● **Kaynak Metin**
------------------------------

İlk bakışta Ermenistan Diaspora Bakanlığı tarafından düzenlenen “Ari Tun” (Eve dön) programı saygıdeğer bir amaca sahip görünüyor : yurtdışında doğmuş, Ermenistan’la, ya da bazılarının dediği gibi “anavatan”la yeterince bağ kuramamış –tarihini, geleneklerini, yaşam biçimini bilmeyen- gençleri birbirleriyle bağlantıya geçirmek.
Programı düzenleyenler Ermenistan’ı dünyaya dağılmış Ermenilerin dönmesi gereken bir ev olarak değerlendiriyorlar. Ve büyük olasılıkla “yabancı kıyılar”da doğmuş bütün bu Ermeniler için yeri doldurulamaz ve tek anadilin Ermenice olduğuna inanıyorlar. Bunun sonucunda program dahilinde “yabancı” bir dilin kullanımı kabul edilemez olarak görülüyor. Türkçe konuşmak, hor görülmesi gereken bir davranış olarak kesinlikle kabul edilemez addediliyor.
Programın adı, “Ari Tun” bile diaspora bakanlığının koridorlarında hakim olan mantaliteyi ele veriyor. Ortalama bir diaspora Ermenisi, özellikle de öğrenci ve hatta öğretmen ise, Ermenistan’da emir kipi olarak kullanılan “ari”yi İstanbul’da ve diğer toplumlarda yaygın bir erkek ismi olan “Ari” ile karıştıracak ve safça soracaktır : “Ari kim ?”
Ermenistan yetkilileri ve hatta bu yetkililer tarafından madalyalarla ödüllendirilmiş diasporadaki Ermeni kimliğinin korunması taraftarları bu hususta tek bir şey söyleyeceklerdir : “Sorun değil. Öğrensinler”.
Bir de “tun” (ev) meselesi var.
Sözüm ona yurtsever ve milliyetçi beylik lafları bir kenara bırakırsak, benim için Ermenistan Cumhuriyeti’nin bir ev olmadığını ve gelecekte de, orada yaşasam bile, asla olmayacağını samimiyetle ifade ederim.

------------------------------

(Konum etiketleme kayıtları)
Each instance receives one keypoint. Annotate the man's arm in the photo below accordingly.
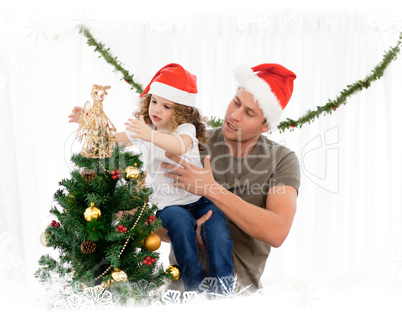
(270, 225)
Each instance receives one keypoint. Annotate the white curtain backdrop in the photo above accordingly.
(348, 227)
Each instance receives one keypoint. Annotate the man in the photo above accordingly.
(253, 180)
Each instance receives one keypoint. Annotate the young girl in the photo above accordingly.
(168, 121)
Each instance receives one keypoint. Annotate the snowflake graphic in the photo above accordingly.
(171, 297)
(92, 298)
(143, 293)
(229, 288)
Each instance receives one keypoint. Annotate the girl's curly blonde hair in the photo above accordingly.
(181, 114)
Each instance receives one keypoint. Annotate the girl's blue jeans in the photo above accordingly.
(181, 224)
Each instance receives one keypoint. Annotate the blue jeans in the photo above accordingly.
(181, 224)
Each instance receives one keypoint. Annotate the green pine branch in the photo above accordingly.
(309, 116)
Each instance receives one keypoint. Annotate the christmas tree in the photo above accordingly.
(104, 227)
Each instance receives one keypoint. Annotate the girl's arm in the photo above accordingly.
(175, 144)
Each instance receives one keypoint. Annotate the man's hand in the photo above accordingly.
(76, 115)
(139, 128)
(196, 180)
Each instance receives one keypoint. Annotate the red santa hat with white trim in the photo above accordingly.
(271, 85)
(174, 83)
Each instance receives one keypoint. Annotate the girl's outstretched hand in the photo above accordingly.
(139, 128)
(76, 115)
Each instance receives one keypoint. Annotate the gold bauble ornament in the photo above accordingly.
(152, 242)
(119, 276)
(132, 172)
(175, 272)
(43, 240)
(107, 284)
(92, 213)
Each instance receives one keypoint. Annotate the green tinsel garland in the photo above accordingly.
(290, 124)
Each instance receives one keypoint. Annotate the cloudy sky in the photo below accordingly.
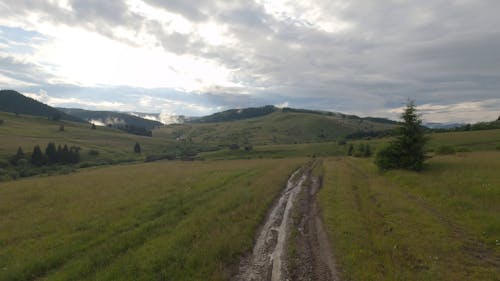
(196, 57)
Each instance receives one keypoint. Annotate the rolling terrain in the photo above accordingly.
(440, 224)
(113, 145)
(153, 221)
(14, 102)
(239, 211)
(111, 118)
(280, 126)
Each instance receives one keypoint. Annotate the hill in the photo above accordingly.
(271, 125)
(15, 102)
(236, 114)
(111, 118)
(111, 144)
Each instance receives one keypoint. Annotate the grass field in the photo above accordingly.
(279, 151)
(28, 131)
(156, 221)
(440, 224)
(276, 128)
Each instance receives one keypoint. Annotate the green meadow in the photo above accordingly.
(155, 221)
(27, 131)
(193, 220)
(440, 224)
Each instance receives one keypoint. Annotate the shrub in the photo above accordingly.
(350, 150)
(407, 150)
(445, 150)
(388, 157)
(137, 148)
(4, 163)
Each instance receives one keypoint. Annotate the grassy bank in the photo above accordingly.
(440, 224)
(157, 221)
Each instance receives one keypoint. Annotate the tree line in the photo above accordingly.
(51, 155)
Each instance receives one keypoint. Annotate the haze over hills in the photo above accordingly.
(273, 126)
(14, 102)
(104, 118)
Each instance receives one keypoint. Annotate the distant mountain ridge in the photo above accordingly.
(113, 118)
(236, 114)
(15, 102)
(253, 112)
(273, 125)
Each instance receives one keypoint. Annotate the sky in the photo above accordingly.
(197, 57)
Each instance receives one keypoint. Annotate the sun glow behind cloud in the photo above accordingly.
(88, 59)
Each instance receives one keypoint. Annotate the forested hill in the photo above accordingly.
(15, 102)
(113, 118)
(236, 114)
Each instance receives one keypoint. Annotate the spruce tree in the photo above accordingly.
(18, 156)
(407, 150)
(51, 153)
(37, 158)
(137, 148)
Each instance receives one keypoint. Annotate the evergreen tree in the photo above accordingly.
(367, 152)
(74, 155)
(407, 151)
(137, 148)
(51, 153)
(37, 158)
(59, 154)
(350, 150)
(18, 156)
(65, 155)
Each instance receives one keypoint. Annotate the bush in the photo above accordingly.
(407, 150)
(445, 150)
(4, 163)
(388, 157)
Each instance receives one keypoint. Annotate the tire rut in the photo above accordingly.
(292, 222)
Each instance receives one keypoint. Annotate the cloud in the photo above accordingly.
(349, 56)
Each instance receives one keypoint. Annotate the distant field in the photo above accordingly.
(28, 131)
(156, 221)
(279, 151)
(275, 128)
(440, 224)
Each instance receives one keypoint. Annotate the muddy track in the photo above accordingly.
(291, 244)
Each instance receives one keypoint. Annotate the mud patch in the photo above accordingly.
(293, 222)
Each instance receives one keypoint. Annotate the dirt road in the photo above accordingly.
(291, 244)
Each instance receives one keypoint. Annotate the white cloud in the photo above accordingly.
(282, 105)
(43, 97)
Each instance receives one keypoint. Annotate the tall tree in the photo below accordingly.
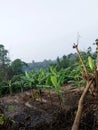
(4, 62)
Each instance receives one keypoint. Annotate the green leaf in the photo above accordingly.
(27, 75)
(91, 63)
(54, 81)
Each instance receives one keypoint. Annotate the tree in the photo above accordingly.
(4, 62)
(17, 66)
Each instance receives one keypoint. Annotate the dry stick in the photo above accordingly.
(84, 67)
(80, 107)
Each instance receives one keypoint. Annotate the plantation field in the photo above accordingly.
(24, 113)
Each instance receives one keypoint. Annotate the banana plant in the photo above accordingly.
(28, 78)
(10, 87)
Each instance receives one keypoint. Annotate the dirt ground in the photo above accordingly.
(24, 113)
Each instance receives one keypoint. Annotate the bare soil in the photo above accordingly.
(24, 113)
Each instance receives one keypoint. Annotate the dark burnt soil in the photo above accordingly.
(23, 113)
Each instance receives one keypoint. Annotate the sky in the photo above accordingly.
(44, 29)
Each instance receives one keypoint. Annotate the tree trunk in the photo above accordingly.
(80, 106)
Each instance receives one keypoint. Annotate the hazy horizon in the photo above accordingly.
(38, 30)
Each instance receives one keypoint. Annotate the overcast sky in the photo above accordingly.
(44, 29)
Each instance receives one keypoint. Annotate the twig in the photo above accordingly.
(80, 106)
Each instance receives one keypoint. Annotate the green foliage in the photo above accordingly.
(91, 63)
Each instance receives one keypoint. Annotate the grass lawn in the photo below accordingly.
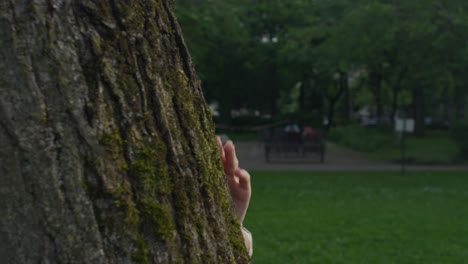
(356, 217)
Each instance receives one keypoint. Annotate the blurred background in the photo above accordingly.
(350, 68)
(291, 79)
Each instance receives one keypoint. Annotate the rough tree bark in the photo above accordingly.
(107, 148)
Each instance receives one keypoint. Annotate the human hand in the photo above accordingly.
(238, 179)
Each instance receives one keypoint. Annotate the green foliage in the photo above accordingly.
(358, 217)
(357, 137)
(459, 133)
(253, 54)
(381, 143)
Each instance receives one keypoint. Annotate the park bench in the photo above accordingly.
(280, 144)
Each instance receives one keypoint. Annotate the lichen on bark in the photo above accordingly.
(106, 140)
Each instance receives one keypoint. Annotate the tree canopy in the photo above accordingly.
(391, 56)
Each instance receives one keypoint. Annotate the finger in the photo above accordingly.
(221, 148)
(232, 163)
(244, 178)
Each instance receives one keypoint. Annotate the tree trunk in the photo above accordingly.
(107, 147)
(376, 83)
(419, 111)
(346, 99)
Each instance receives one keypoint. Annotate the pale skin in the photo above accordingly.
(239, 184)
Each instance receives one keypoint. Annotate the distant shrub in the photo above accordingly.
(249, 121)
(459, 133)
(360, 138)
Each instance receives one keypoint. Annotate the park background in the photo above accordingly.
(349, 69)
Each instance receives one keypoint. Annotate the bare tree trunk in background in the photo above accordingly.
(107, 148)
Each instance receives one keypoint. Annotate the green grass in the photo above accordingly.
(356, 217)
(437, 147)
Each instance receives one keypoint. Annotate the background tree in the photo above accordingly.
(107, 147)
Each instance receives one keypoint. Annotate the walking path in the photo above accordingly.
(251, 157)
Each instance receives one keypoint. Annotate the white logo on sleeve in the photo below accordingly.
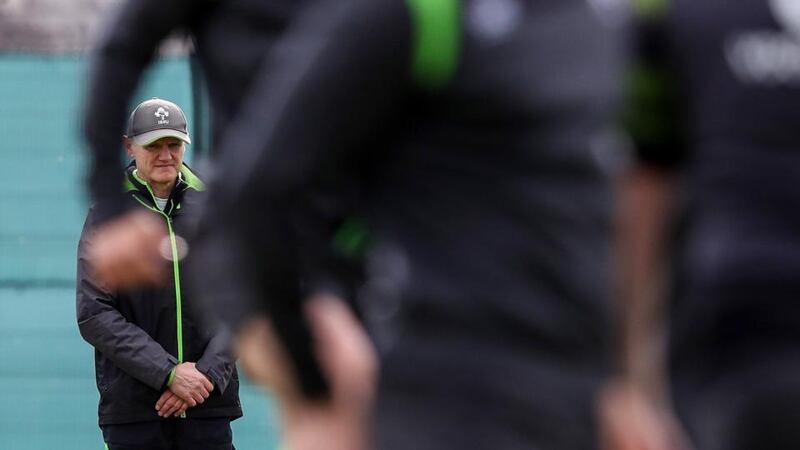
(162, 115)
(769, 57)
(492, 20)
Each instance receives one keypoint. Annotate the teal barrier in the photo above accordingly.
(46, 370)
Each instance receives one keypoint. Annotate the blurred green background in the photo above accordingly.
(47, 382)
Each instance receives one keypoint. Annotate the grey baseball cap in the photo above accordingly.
(157, 118)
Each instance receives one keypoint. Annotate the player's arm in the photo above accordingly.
(218, 361)
(126, 45)
(105, 328)
(636, 412)
(326, 87)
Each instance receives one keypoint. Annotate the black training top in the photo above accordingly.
(231, 39)
(735, 73)
(478, 138)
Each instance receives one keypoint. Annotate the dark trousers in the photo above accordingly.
(170, 434)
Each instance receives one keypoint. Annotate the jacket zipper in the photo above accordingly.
(176, 275)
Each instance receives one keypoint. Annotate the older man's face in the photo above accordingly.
(159, 162)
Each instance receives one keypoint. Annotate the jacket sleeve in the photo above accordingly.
(125, 47)
(103, 326)
(218, 361)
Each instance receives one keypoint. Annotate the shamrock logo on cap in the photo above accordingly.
(162, 115)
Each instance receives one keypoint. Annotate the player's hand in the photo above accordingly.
(170, 404)
(346, 358)
(630, 421)
(125, 251)
(190, 384)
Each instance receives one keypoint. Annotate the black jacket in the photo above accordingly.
(136, 333)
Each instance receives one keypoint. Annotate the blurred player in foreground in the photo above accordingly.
(722, 82)
(166, 378)
(478, 134)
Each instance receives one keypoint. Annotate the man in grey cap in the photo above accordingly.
(166, 377)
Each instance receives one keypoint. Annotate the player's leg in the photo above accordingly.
(153, 435)
(212, 433)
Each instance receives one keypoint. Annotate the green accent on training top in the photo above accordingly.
(650, 8)
(352, 238)
(436, 41)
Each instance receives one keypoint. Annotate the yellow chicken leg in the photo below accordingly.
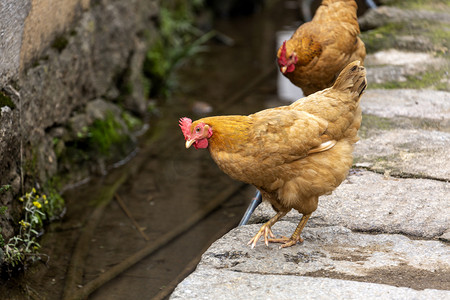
(295, 238)
(266, 230)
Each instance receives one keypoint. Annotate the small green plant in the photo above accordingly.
(23, 248)
(179, 40)
(4, 188)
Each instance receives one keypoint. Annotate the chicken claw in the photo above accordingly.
(287, 242)
(266, 229)
(295, 238)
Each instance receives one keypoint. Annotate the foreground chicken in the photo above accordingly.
(318, 50)
(292, 154)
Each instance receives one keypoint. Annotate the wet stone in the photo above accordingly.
(269, 272)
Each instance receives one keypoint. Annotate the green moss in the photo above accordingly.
(60, 43)
(4, 188)
(131, 121)
(103, 134)
(3, 210)
(178, 41)
(6, 101)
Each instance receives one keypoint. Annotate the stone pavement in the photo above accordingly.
(384, 233)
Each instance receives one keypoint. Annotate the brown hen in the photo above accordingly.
(318, 50)
(291, 154)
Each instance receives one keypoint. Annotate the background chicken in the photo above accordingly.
(318, 50)
(292, 154)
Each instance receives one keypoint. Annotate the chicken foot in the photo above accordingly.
(266, 230)
(295, 238)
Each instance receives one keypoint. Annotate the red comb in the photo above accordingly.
(282, 59)
(185, 125)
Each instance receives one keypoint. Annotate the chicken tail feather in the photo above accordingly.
(352, 79)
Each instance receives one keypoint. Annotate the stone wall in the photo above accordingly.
(57, 58)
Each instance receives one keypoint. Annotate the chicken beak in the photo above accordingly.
(189, 143)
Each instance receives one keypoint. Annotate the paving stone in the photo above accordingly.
(210, 283)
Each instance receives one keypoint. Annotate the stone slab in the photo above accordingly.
(429, 104)
(329, 249)
(367, 201)
(210, 283)
(415, 152)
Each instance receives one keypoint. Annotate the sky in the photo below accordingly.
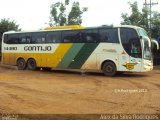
(34, 14)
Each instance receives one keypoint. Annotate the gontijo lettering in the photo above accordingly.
(37, 48)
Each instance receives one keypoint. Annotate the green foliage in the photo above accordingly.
(60, 17)
(142, 19)
(7, 25)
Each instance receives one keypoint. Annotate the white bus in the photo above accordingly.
(108, 49)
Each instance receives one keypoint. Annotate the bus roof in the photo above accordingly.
(71, 27)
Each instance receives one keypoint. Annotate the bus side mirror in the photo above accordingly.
(140, 37)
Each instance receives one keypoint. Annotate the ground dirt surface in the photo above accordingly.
(70, 92)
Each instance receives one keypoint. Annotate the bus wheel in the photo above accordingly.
(109, 69)
(31, 64)
(47, 68)
(21, 64)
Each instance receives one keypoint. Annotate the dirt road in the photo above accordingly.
(62, 92)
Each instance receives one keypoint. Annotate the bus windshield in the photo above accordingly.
(146, 48)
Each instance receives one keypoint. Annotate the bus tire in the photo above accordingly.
(109, 68)
(21, 64)
(47, 68)
(31, 64)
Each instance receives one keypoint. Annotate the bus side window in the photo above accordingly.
(25, 38)
(13, 39)
(109, 35)
(90, 36)
(38, 38)
(53, 37)
(71, 36)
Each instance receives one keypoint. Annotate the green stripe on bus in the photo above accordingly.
(70, 55)
(83, 55)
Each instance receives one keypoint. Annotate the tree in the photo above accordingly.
(141, 19)
(60, 17)
(7, 25)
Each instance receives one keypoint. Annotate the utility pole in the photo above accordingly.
(150, 11)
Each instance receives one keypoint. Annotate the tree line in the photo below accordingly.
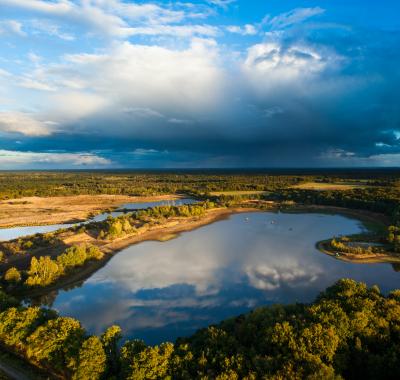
(351, 331)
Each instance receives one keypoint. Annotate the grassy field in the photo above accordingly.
(30, 211)
(328, 186)
(248, 192)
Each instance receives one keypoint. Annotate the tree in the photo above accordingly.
(57, 344)
(110, 340)
(42, 272)
(13, 275)
(92, 360)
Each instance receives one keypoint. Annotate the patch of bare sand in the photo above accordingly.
(31, 211)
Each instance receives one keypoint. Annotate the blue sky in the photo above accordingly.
(218, 83)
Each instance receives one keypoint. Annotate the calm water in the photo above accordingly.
(158, 291)
(17, 232)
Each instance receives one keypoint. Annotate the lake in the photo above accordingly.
(17, 232)
(158, 291)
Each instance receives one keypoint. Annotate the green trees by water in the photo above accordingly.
(120, 226)
(350, 332)
(44, 271)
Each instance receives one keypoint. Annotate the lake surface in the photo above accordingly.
(158, 291)
(17, 232)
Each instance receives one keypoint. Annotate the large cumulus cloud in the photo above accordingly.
(306, 94)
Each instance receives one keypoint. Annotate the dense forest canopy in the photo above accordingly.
(350, 331)
(19, 184)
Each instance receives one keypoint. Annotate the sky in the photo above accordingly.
(199, 84)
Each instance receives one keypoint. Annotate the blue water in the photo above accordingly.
(17, 232)
(158, 291)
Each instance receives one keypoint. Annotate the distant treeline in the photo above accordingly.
(21, 184)
(350, 331)
(16, 185)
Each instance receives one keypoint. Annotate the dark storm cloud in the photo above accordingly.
(314, 95)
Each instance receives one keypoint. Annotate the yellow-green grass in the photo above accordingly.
(249, 192)
(328, 186)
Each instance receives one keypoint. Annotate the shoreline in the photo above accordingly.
(173, 228)
(113, 202)
(375, 258)
(114, 247)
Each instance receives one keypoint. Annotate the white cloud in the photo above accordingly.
(142, 81)
(278, 63)
(292, 17)
(246, 30)
(112, 17)
(16, 158)
(35, 85)
(23, 123)
(11, 27)
(46, 27)
(175, 30)
(222, 3)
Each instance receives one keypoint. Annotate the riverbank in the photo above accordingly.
(370, 258)
(171, 228)
(42, 211)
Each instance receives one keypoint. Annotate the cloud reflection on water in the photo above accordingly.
(160, 290)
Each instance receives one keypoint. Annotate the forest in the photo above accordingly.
(350, 331)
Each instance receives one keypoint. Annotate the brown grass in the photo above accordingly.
(327, 186)
(31, 211)
(248, 192)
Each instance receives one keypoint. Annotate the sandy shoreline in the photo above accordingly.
(38, 211)
(154, 233)
(179, 225)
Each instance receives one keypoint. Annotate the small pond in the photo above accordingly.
(158, 291)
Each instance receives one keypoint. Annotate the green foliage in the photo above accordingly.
(110, 340)
(350, 331)
(56, 344)
(92, 360)
(45, 271)
(141, 362)
(12, 275)
(42, 272)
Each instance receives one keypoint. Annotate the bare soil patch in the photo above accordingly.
(35, 211)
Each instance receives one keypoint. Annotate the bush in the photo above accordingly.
(12, 275)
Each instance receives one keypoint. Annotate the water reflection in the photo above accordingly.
(158, 291)
(17, 232)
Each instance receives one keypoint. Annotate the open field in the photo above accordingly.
(320, 186)
(248, 192)
(31, 211)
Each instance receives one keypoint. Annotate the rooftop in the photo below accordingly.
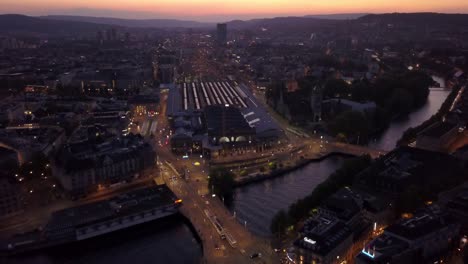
(117, 206)
(321, 235)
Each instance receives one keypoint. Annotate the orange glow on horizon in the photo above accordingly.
(193, 8)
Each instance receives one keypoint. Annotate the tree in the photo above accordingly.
(336, 88)
(361, 91)
(401, 102)
(350, 123)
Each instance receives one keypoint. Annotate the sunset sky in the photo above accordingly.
(212, 10)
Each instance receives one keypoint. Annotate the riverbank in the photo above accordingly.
(173, 236)
(243, 181)
(411, 133)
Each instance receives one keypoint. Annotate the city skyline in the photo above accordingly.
(209, 10)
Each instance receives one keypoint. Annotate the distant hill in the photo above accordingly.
(149, 23)
(343, 16)
(13, 23)
(281, 23)
(418, 19)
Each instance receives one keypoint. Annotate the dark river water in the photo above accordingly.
(171, 241)
(258, 203)
(164, 241)
(388, 140)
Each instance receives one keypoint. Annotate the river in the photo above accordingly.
(258, 203)
(168, 241)
(388, 139)
(171, 240)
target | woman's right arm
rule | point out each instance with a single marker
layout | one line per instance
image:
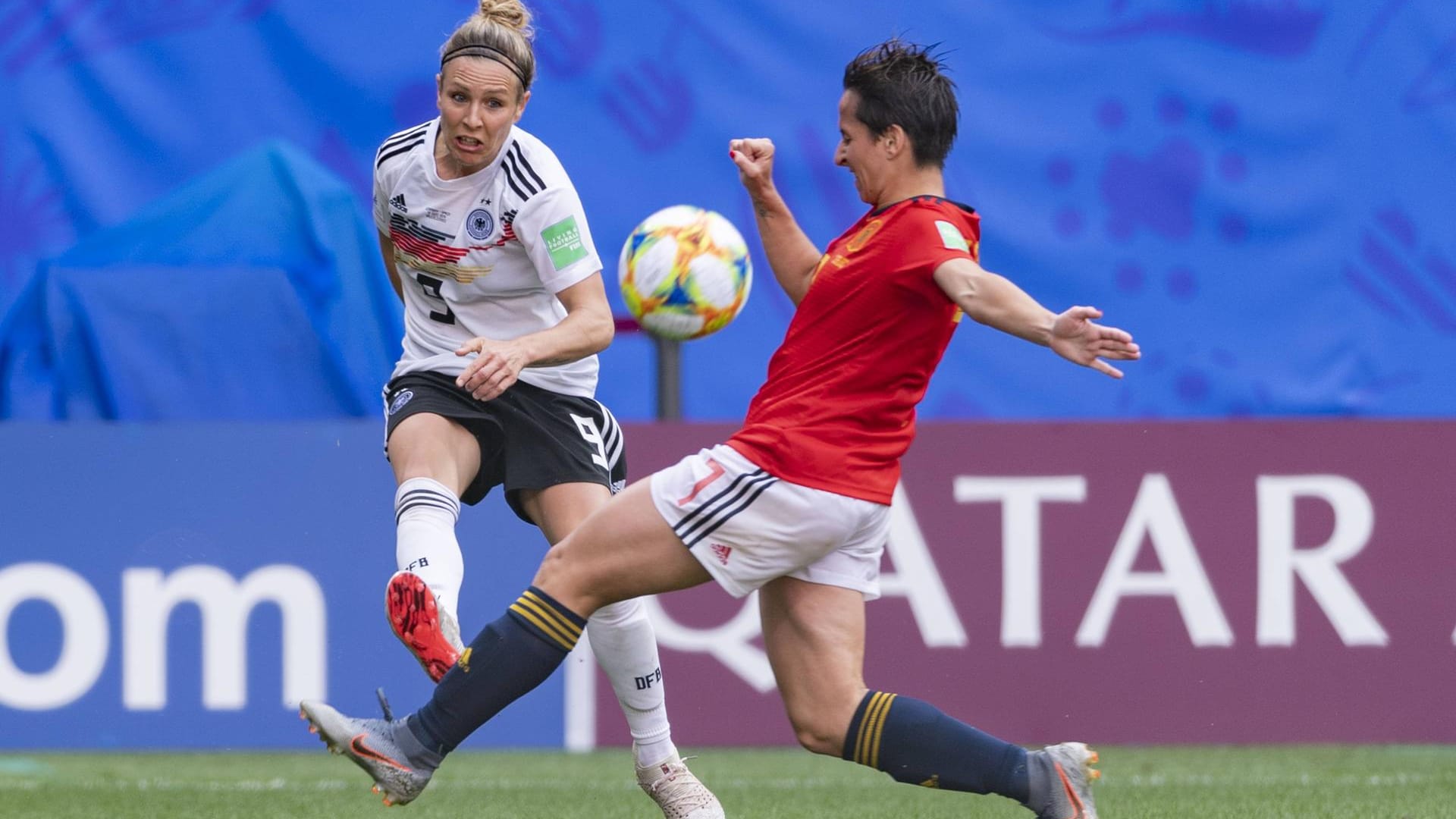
(791, 253)
(386, 248)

------------------------------

● **Görev 1**
“Ari Tun” programıyla ilgili metne göre aşağıdaki soruları yanıtlayın.
(a) Programı hangi bakanlık düzenliyor?
(b) Program kapsamında hangi dili konuşmak kesinlikle kabul edilemez sayılıyor?
(c) Ortalama bir diaspora Ermenisi “ari” sözcüğünü neyle karıştıracaktır?
● **Görev 2**
“Ari Tun” programını ele alan metni son cümlesinden sonra sürdürün.

● **Beklenen Yanıt 1**
(a) Ermenistan Diaspora Bakanlığı.
(b) Türkçe.
(c) İstanbul’da ve diğer toplumlarda yaygın bir erkek ismi olan “Ari” ile.

● **Beklenen Yanıt 2**
Ermenistan benim için çok sevdiğim, çok sayıda arkadaşımın ve hatıralarımın olduğu bir yer. 1993’ten 2005’e kadar on iki yıl boyunca orada yaşadım ve öğrenim gördüm. Büyük ihtimalle sabahtan akşama kadar “Ermenistan anavatanımızdır” diye bağırıp çağıranlardan daha fazla.
Bir söz de sevgili Ermenistan yetkililerine… “Ari Tun”a katılan diasporalı Ermeni gençlerin çoğunluğu, duygusal açıklamalar bir yana bırakılırsa, ülkenizi kendi “ev”leri olarak görmüyor.
Herkes doğduğu ve yaşadığı yerde mutlu. Bu itirafların, elbette, bir anlamı olmadığını, sizin ve her birkaç senede bir Erivan şehir merkezinde on günlük seyahatlere çıkan diasporalı Ermeni kimliğinin korunması taraftarlarının mantalitesini değiştirmeyeceğini biliyorum. Bilmeliler ki evleri burası !
Bu mantalite olduğu sürece sorunlar, en azından Türkiyeli Ermeni gruplarıyla, kaçınılmaz olacaktır.
Pan-Ermeni oyunlarından “Ari Tun” gibi gençlik buluşmalarına kadar “Ari Tun” mantalitesine sahip Ermenistan yetkilileri tarafından düzenlenen tüm bu etkinliklerde Türkiyeli Ermeni gruplarla sorunlar çıkmıştır. Çoğu zaman ana mesele Türkçe konuşulması olmuştur.
Rusya’dan bir grubun Rusça, Fransa’dan gelenlerin Fransızca ya da Arjantinlilerin İspanyolca konuşması bir şekilde kabul görmüştür.
Kökenleri bazen Çarlık Rusya’sındaki Türkiye karşıtı duruşa uzanan bu tür bir vatanseverlik ya da milliyetçilik Ermeniler tarafından kullanılan dillerden birinin Fransızca ya da İngilizce’den daha fazla Türkçe olduğu gerçeğini kabul edemez.
Örneğin Vahan Tekeyan’ın annesi Türkçe konuşurdu. O dönem tarihi Ermenistan’da çok sayıda Ermeni Türkçe konuşurdu. Türkçe eserler veren insanlarımız vardı…. Elbette herkesin Ermenice konuşması arzu edilir. Ancak insanları “ev”lerine geri dönmeye çağırıyorsanız, bırakın kendilerini rahat hissettikleri dilde konuşsunlar.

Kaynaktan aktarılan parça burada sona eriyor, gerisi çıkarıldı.